==== Source records

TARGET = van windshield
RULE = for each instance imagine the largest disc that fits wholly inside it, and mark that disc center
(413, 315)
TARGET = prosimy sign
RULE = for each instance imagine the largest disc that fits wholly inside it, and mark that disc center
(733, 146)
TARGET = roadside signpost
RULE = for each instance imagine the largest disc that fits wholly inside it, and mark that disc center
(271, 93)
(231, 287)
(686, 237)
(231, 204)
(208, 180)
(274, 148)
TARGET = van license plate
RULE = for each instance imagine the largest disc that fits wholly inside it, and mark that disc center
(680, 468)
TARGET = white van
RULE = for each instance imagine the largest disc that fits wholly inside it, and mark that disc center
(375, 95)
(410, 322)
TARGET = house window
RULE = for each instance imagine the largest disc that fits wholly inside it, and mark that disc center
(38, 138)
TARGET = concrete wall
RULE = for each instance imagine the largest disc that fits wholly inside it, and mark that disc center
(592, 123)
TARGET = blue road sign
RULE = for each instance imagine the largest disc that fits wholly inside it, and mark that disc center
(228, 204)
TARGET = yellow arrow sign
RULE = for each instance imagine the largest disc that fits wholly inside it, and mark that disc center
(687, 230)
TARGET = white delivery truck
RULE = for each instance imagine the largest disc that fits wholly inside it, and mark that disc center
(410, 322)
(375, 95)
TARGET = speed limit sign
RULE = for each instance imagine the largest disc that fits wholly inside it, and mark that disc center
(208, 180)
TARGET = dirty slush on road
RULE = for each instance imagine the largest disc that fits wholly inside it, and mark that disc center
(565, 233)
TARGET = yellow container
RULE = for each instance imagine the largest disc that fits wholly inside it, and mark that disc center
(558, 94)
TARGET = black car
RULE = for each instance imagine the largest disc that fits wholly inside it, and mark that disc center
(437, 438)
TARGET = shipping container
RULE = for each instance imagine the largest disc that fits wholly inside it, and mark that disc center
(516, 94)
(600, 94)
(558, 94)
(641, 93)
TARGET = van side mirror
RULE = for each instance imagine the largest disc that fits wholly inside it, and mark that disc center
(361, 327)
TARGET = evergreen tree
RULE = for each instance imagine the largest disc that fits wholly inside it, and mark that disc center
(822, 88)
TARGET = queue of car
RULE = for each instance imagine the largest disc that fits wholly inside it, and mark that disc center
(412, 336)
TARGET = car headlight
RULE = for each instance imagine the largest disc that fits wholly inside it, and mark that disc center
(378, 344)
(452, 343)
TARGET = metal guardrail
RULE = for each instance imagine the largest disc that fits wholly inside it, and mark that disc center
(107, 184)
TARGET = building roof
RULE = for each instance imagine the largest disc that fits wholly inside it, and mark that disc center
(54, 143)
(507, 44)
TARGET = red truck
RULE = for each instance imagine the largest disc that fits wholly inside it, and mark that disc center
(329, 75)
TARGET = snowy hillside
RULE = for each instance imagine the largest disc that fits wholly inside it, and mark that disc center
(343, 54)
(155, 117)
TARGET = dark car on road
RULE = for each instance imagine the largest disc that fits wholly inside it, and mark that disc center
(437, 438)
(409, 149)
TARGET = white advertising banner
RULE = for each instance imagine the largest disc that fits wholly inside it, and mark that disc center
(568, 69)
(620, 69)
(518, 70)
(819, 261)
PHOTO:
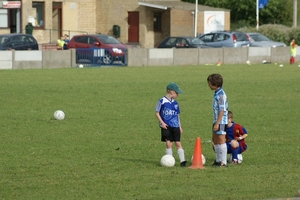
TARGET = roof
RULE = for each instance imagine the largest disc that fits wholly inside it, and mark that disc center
(177, 5)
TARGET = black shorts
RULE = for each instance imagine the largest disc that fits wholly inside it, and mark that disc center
(172, 134)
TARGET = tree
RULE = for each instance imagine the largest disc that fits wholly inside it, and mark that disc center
(244, 11)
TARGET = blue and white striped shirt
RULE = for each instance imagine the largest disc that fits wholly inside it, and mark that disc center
(220, 103)
(168, 111)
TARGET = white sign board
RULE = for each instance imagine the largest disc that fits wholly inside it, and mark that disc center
(213, 21)
(11, 4)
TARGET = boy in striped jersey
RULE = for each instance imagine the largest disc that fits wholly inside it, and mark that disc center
(220, 120)
(167, 112)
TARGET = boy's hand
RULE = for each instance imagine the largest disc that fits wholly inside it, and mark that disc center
(164, 126)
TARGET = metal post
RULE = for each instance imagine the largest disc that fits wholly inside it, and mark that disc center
(18, 22)
(295, 14)
(257, 14)
(196, 19)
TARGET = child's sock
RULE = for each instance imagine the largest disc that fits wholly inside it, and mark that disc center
(169, 151)
(181, 155)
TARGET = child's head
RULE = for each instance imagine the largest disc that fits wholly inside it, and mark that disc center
(215, 80)
(173, 87)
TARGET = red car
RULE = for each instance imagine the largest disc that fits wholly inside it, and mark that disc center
(105, 49)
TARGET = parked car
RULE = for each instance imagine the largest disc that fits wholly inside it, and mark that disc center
(260, 40)
(182, 42)
(105, 49)
(226, 39)
(18, 41)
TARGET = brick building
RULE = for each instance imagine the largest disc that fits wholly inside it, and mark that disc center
(142, 22)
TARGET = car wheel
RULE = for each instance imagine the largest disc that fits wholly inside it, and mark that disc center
(107, 58)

========

#### Problem statement:
Rewrite the whole listing above, changing every "disc" to "circle" and leaving everything else as it is. Do not include the pictures.

#### Written answer:
TARGET = van windshield
RULE = for each instance imagine the largest circle that fits wholly inside it, and mark that circle center
(413, 315)
TARGET = prosimy sign
RULE = for each instance imagine the largest circle that fits wholly inside it, and mark that circle center
(733, 146)
TARGET = roadside signpost
RULE = for each instance imagine the largest circle that fits wholly inside it, and mark that circle center
(271, 93)
(231, 287)
(686, 237)
(231, 204)
(208, 180)
(274, 148)
TARGET = van license plate
RULE = for each instance imagine the largest circle that fits wholly inside it, and mark that circle center
(680, 468)
TARGET = white van
RULE = for each instance imagine the largest circle that fits wholly inside it, and mark that circle center
(375, 95)
(410, 322)
TARGET = house window
RULE = for each instance imagine the largest circle that fits wholly inside it, and mark that circle center
(38, 138)
TARGET = concrete wall
RULE = for each instance imagine the largest circle that fits wholly inside it, and mark that circle center
(592, 123)
TARGET = blue road sign
RULE = for each instance imagine the largest circle that fits wholly inside it, and mark that circle center
(228, 204)
TARGET = yellow arrow sign
RULE = for each instance imagine the largest circle that fits wholly inside it, and mark that circle center
(687, 230)
TARGET = white delivery truck
RULE = for each instance imagine the largest circle that fits wholly inside it, and mark that circle center
(410, 322)
(375, 95)
TARGET = speed limit sign
RULE = for each instance imagine the largest circle that fits wholly inside it, and mark that circle center
(208, 180)
TARGET = dirty slush on road
RULE = for each instance imagine the largest circle that fits wholly inside it, and mark that circle center
(565, 233)
TARGET = yellow container
RULE = for each instance imagine the largest circle that fits wholly inside it, and mark that circle center
(558, 94)
TARGET = black car
RULE = for each instance imagine the largest circle that fits wholly inside it, and mark that circle center
(437, 438)
TARGET = shipping container
RULE = for each instance imagine the largest circle that fits wholly inside it, and mark that circle center
(516, 94)
(600, 94)
(558, 94)
(641, 93)
TARGET = van side mirror
RULE = for each instance imagine the largest circle that fits wholly inside it, and mark that circle center
(361, 327)
TARGET = evergreen tree
RULE = for each instance imagine the largest circle that fits wholly inside it, and mark that circle center
(822, 88)
TARGET = queue of car
RULE = for each instance imagine the largest circle that fits wholly inside it, and mark that circle center
(412, 336)
TARGET = car headlight
RULE = for each instance imagine the largest circle that fits wholly inside it, and mark that circle center
(378, 344)
(452, 343)
TARGET = metal guardrail
RULE = for each instance imagine the largest circle that fits wholly inside it, and mark that circle center
(107, 184)
TARGET = building roof
RULE = for each instance imagine the largest circle that fits wholly inside it, and mark that circle center
(54, 143)
(507, 44)
TARGET = red truck
RULE = for each instance imagine the largest circle that fits wholly inside it, and mark that circle center
(329, 75)
TARGET = snowy hillside
RULE = for each instance imagine the largest circle that fits wholly inside it, and mark that circle center
(343, 54)
(155, 117)
TARGET = dark car on road
RULE = for each instance imagine the largest circle that fits wholly inside it, and mark that circle center
(437, 438)
(409, 149)
TARGET = white advertising banner
RULE = for each instance imagine the largest circle that fits wholly inside it, and mark that circle center
(568, 69)
(620, 69)
(518, 70)
(819, 261)
PHOTO:
TARGET = roof
RULE = for each instance imagine the largest circle that fits wholly inside it, and mark that circle center
(177, 5)
TARGET = black shorts
RULE = for each instance imagine the largest circle that fits wholly inside it, and mark that circle center
(172, 134)
TARGET = tree
RULE = for each instance imagine the largest circle that fits wholly inside it, and mark that circle center
(244, 11)
TARGET = blue and white striped shirt
RULE = for each instance imagine the largest circle that fits wholly inside it, and mark that circle center
(220, 103)
(168, 111)
TARGET = white sign board
RULE = for each instance imagine the largest circle that fits wholly inside it, and mark that circle center
(213, 21)
(11, 4)
TARGET = boy in striped jersey
RULE = for each instance imagine the largest circle that fits wholly inside it, and mark that circle center
(220, 120)
(167, 112)
TARGET = boy's hand
RULE = for each instance imagine the largest circle that fits wholly inside it, and mark that circle center
(164, 126)
TARGET = metal post
RULE = for each instance imagine the largest circle that fits wholly inside it, and mark that circle center
(18, 22)
(295, 14)
(257, 14)
(196, 19)
TARGET = child's sock
RULE = for each instance imagine the largest circle that fits wholly inside it, and mark that circle center
(169, 151)
(181, 155)
TARGET = child's head
RULE = for each instance imagine the largest circle that fits wholly inside it, and mark that circle center
(215, 80)
(173, 87)
TARGET = red car
RULE = for each instance imagine the largest circle that fits wholly inside it, and mark that circle center
(105, 49)
TARGET = parked car
RULE = for each instance imagine the largest circle that fits wholly inside it, and mark that circle center
(260, 40)
(182, 42)
(105, 49)
(226, 39)
(18, 41)
TARGET = brick building
RULE = for each instance imagine the largest circle that fits wholly inside it, and mark that circle center
(142, 22)
TARGET = car wheel
RULE = for each instance imagine the largest circle that fits wholly inside it, and mark that circle center
(107, 58)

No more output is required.